_YOUR TASK_
Rewrite the lines below as a numbered list, skipping any blank lines.

_AVAILABLE DATA_
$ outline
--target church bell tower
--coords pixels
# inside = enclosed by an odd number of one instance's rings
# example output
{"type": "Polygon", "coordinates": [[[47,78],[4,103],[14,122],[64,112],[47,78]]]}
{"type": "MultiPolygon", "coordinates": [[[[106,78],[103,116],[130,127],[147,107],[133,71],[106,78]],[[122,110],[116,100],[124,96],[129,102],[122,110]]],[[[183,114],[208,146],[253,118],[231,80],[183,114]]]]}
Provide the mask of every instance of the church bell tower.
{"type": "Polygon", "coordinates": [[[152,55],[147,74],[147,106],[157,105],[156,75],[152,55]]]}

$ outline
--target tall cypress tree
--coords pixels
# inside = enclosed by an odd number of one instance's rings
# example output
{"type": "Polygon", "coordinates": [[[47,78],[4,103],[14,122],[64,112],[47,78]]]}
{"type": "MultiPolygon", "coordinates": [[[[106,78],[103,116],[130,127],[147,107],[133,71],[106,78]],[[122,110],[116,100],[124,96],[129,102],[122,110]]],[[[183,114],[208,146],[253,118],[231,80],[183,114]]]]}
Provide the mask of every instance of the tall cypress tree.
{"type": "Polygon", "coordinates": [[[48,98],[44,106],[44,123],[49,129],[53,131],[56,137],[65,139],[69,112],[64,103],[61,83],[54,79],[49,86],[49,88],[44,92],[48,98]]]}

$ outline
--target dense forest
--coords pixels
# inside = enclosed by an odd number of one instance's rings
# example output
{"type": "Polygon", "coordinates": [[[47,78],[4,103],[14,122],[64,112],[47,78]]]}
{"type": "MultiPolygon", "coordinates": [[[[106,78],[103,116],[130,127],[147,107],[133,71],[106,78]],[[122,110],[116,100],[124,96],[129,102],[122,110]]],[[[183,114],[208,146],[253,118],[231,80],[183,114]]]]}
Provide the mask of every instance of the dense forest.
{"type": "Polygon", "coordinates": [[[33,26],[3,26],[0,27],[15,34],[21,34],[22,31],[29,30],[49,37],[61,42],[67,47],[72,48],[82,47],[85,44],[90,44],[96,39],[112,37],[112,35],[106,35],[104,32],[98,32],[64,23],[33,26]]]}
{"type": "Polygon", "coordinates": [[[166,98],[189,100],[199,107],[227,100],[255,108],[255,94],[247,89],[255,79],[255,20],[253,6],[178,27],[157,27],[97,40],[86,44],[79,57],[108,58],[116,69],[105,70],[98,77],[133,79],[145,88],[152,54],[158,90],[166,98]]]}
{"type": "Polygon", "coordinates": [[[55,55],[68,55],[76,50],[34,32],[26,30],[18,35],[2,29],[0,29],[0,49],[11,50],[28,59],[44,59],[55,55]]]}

_ANSWER TO THIS TASK_
1. $ outline
2. --target church bell tower
3. --coords pixels
4. # inside = enclosed by an odd number of one instance's rings
5. # example output
6. {"type": "Polygon", "coordinates": [[[47,78],[4,103],[14,122],[64,112],[47,78]]]}
7. {"type": "MultiPolygon", "coordinates": [[[[106,78],[103,116],[130,127],[147,107],[133,71],[106,78]],[[122,110],[116,100],[124,96],[129,102],[122,110]]],[[[183,114],[208,146],[253,118],[231,80],[183,114]]]]}
8. Provide the mask of every instance of the church bell tower.
9. {"type": "Polygon", "coordinates": [[[152,55],[147,74],[147,106],[157,105],[156,75],[152,55]]]}
10. $ outline
11. --target tall cypress tree
12. --coords pixels
13. # inside = enclosed by an odd number of one instance's rings
14. # example output
15. {"type": "Polygon", "coordinates": [[[47,78],[4,103],[14,122],[64,112],[47,78]]]}
16. {"type": "MultiPolygon", "coordinates": [[[[106,78],[103,116],[130,127],[147,107],[133,71],[106,78]],[[122,110],[116,100],[124,96],[129,102],[122,110]]],[[[183,114],[208,146],[253,118],[231,80],[183,114]]]]}
17. Provide the mask of every instance of the tall cypress tree.
18. {"type": "Polygon", "coordinates": [[[48,98],[44,106],[44,123],[49,129],[53,131],[56,137],[65,139],[69,112],[64,103],[61,83],[54,79],[49,86],[49,88],[44,92],[48,98]]]}
19. $ outline
20. --target dense forest
21. --coords pixels
22. # inside = enclosed by an odd number of one instance's rings
23. # example output
24. {"type": "Polygon", "coordinates": [[[47,78],[4,103],[14,122],[64,112],[47,78]]]}
25. {"type": "MultiPolygon", "coordinates": [[[[106,78],[103,116],[130,127],[147,107],[133,71],[106,78]],[[122,110],[116,100],[124,96],[129,102],[122,110]]],[[[183,114],[208,146],[253,118],[231,80],[183,114]]]]}
26. Provide the mask of every instance of the dense forest.
27. {"type": "Polygon", "coordinates": [[[33,26],[3,26],[0,27],[15,34],[21,34],[22,31],[29,30],[49,37],[61,42],[67,47],[72,48],[82,47],[85,44],[90,44],[96,39],[112,37],[112,35],[106,35],[104,32],[98,32],[64,23],[33,26]]]}
28. {"type": "Polygon", "coordinates": [[[166,98],[189,100],[199,107],[227,100],[255,108],[255,94],[247,89],[255,79],[255,20],[253,6],[178,27],[157,27],[97,40],[86,44],[79,57],[108,58],[116,69],[105,70],[98,77],[133,79],[145,88],[152,54],[158,90],[166,98]]]}
29. {"type": "Polygon", "coordinates": [[[55,55],[68,55],[76,50],[34,32],[26,30],[18,35],[2,29],[0,29],[0,49],[11,50],[28,59],[44,59],[55,55]]]}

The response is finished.